> **PROBLEM TO SOLVE**:
Your task is to output the data exactly as it stands.

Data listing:
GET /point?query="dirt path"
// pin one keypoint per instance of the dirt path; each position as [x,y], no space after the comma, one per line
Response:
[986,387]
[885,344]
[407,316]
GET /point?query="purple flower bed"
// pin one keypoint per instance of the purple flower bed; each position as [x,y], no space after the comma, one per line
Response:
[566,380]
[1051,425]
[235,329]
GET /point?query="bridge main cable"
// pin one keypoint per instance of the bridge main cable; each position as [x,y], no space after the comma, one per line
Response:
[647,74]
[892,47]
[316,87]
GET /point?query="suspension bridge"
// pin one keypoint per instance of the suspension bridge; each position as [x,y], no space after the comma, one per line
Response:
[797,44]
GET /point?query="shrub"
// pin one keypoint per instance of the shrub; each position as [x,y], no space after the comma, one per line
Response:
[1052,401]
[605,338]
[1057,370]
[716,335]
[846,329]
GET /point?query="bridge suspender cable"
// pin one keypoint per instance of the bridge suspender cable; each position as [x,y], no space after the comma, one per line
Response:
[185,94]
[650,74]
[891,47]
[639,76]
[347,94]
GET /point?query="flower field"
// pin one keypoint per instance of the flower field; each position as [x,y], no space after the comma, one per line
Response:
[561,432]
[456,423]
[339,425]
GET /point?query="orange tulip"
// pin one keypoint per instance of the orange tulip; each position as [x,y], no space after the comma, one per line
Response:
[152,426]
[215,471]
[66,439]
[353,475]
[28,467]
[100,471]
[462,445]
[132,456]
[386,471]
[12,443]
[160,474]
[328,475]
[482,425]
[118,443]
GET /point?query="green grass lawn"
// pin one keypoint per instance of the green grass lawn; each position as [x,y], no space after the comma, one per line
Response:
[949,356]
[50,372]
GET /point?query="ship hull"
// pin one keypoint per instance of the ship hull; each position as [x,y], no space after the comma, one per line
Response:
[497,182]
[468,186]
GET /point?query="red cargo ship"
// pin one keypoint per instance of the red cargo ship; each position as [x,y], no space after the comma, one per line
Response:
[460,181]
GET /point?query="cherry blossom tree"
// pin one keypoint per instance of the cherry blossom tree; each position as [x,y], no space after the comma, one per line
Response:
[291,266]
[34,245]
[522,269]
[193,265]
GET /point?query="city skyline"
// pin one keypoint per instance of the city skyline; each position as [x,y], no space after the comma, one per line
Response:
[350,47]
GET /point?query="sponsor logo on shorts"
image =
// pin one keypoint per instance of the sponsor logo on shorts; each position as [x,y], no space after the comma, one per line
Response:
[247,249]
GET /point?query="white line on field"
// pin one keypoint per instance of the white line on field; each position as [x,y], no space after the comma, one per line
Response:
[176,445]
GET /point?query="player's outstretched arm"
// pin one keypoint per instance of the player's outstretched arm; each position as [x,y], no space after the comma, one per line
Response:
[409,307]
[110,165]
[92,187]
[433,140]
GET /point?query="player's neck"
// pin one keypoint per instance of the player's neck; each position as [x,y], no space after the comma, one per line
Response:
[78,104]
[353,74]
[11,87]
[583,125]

> **RESPONSE FOR THIS EXERCISE**:
GET /point?query="dirt path"
// pin one keypoint per instance of the dirt path; each position as [x,y], no space after the comma, one per line
Response:
[986,387]
[885,344]
[407,316]
GET /point?query="purple flower bed"
// pin one keypoint per instance of the purple flower bed; each position as [x,y], no space after the comma, one per line
Response:
[566,380]
[1051,425]
[235,329]
GET /point?query="bridge main cable"
// pin one keypoint per instance of the bridge main cable; each position as [x,y], no space after the comma, one per line
Response:
[647,74]
[892,47]
[316,87]
GET /point?query="suspension bridge"
// pin one keypoint per instance of the suspension bridge; each position as [x,y], no space after the comma, one per line
Response:
[797,44]
GET /point?query="shrub"
// pin one keypoint per instance of the shrub; each position as [x,y], no space after the comma, one per line
Response:
[1052,401]
[605,338]
[1057,370]
[716,335]
[846,329]
GET /point?query="bridge suspender cable"
// pin one keypoint per instance of the bridge suspender cable; each position as [x,y], no space after the comma, one per line
Response:
[185,94]
[650,74]
[891,47]
[639,76]
[347,94]
GET /point?query="flower field"
// pin one keypoint per instance of the flower field; each position as [x,y], no space after the comma, one per line
Response:
[561,432]
[456,423]
[339,425]
GET /point?query="orange tulip"
// pin one keypoint per instance of the orange tulip; each position as [x,y], no space after the comma, one per line
Response:
[152,426]
[215,471]
[66,439]
[353,475]
[28,467]
[100,471]
[462,445]
[132,456]
[386,471]
[12,443]
[160,474]
[328,475]
[482,425]
[118,443]
GET /point?query="green grass lawn"
// pin one keypoint per instance of the green grass lawn; each position as [x,y], no space after the comma, one per line
Response:
[949,356]
[50,372]
GET /point?query="ship hull"
// pin one keypoint per instance of the ship hull; each position as [x,y], no space after the comma, one per line
Response:
[497,182]
[468,186]
GET /point?query="red cargo ship"
// pin one keypoint per instance of the red cargo ship; each position as [x,y], no space after the comma, one per line
Response:
[460,181]
GET /point?query="cherry blossom tree"
// pin one keypoint per instance of the cherry blossom tree; each position as [x,y], no space after the comma, one per line
Response:
[291,266]
[34,245]
[522,269]
[193,265]
GET /point?query="city skyline"
// pin one keypoint per instance of the city skyline; each position as [x,y], no space after the comma, one per line
Response:
[350,47]
GET /point?query="sponsor logo on shorts"
image =
// pin one keypoint per instance of the sponsor logo on shorts; each position as [x,y], no space after the comma, one per line
Response:
[247,249]
GET /point?query="white line on field"
// pin one keypoint per instance of the white line on field; each position as [x,y], no space after the comma, one per line
Response:
[176,445]
GET /point?query="player's outstretched arm"
// pin one keypoint per instance of the player's outstretched arm; each position as [x,y], no space after the comma, one per line
Response:
[409,307]
[110,165]
[92,187]
[433,140]
GET /point?query="player's neck"
// pin one keypoint per instance of the player's neck; each position as [x,y], no space after the comma, one per line
Response:
[78,104]
[353,74]
[11,87]
[583,125]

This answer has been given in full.